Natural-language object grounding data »
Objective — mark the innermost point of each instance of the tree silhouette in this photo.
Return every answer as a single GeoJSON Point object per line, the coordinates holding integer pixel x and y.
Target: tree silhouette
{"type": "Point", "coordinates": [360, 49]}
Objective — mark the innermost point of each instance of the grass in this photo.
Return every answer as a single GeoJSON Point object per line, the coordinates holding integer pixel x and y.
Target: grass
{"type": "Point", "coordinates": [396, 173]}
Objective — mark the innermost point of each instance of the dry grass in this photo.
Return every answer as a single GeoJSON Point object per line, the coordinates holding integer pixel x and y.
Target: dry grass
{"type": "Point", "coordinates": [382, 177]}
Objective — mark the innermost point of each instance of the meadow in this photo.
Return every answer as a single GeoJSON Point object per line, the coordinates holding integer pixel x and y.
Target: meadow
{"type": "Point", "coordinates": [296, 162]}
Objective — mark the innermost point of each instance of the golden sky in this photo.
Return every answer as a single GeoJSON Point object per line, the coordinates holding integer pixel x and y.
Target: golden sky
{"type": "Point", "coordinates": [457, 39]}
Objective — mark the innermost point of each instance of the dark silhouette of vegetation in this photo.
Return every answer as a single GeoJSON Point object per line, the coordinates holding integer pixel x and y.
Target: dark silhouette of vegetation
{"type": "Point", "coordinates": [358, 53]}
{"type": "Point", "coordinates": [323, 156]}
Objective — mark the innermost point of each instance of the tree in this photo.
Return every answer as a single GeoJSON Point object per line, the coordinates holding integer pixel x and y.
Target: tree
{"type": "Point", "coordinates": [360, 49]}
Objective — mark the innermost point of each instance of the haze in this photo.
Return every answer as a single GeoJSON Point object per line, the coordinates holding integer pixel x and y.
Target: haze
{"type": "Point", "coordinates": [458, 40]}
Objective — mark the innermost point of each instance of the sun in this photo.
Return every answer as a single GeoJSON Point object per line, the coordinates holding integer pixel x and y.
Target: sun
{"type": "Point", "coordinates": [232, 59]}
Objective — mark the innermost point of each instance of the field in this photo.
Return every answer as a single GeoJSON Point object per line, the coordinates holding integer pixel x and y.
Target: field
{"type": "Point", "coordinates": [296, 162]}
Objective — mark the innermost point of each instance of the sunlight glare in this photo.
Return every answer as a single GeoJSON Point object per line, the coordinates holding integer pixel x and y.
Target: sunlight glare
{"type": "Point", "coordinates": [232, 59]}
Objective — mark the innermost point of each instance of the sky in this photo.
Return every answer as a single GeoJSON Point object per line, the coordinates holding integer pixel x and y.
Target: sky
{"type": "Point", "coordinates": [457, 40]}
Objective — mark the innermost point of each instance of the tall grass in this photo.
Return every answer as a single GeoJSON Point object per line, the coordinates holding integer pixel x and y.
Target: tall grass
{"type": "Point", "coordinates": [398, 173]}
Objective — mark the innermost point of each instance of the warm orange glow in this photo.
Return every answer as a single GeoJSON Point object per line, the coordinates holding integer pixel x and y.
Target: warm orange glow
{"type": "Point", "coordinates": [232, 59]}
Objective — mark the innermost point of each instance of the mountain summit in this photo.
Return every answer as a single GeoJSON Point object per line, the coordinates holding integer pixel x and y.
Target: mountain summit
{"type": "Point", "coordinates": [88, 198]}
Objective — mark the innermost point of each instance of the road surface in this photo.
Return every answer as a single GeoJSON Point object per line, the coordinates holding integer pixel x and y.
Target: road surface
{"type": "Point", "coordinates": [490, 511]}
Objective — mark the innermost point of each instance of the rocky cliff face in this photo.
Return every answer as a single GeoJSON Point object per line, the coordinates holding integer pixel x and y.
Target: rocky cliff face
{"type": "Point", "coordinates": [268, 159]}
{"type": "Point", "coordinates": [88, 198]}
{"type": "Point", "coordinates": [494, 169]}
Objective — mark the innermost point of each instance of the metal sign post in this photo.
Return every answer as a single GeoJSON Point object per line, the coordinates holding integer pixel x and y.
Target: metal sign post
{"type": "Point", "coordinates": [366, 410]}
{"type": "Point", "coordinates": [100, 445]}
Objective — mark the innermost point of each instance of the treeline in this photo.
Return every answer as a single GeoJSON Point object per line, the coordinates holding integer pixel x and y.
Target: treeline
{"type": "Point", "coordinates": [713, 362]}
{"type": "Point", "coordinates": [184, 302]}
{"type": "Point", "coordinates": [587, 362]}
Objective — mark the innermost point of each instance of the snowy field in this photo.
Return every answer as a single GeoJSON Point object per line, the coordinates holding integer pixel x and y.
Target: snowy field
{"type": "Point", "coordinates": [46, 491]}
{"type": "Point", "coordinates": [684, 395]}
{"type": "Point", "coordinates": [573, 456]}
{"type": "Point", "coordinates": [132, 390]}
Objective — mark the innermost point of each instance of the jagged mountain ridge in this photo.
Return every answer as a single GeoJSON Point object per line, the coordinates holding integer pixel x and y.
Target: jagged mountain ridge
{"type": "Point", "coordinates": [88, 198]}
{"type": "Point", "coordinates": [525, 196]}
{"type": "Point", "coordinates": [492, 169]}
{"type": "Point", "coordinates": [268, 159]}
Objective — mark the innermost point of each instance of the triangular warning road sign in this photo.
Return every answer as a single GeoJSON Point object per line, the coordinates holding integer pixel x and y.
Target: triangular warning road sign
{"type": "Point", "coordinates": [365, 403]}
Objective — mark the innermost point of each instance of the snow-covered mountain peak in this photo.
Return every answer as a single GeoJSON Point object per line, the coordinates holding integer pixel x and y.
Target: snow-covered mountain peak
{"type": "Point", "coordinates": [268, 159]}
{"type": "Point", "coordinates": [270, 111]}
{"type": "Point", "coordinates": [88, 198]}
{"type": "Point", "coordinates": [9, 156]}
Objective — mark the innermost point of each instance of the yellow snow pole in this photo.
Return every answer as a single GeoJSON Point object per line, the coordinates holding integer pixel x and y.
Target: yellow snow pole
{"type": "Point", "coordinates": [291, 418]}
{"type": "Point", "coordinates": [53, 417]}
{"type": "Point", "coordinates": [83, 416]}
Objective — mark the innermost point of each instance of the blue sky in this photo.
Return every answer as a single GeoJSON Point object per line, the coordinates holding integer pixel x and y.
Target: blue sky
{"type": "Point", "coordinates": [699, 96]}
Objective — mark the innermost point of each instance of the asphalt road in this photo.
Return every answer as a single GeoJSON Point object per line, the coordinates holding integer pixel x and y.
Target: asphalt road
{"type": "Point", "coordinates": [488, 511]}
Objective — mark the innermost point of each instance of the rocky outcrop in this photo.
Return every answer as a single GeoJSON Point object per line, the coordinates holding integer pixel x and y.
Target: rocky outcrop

TASK INSTRUCTIONS » Wherever the word "outcrop" appears in the data, return the whole line.

EXERCISE ANSWER »
Objective — mark the innermost point of each instance of the rocky outcrop in this photo.
Target: rocky outcrop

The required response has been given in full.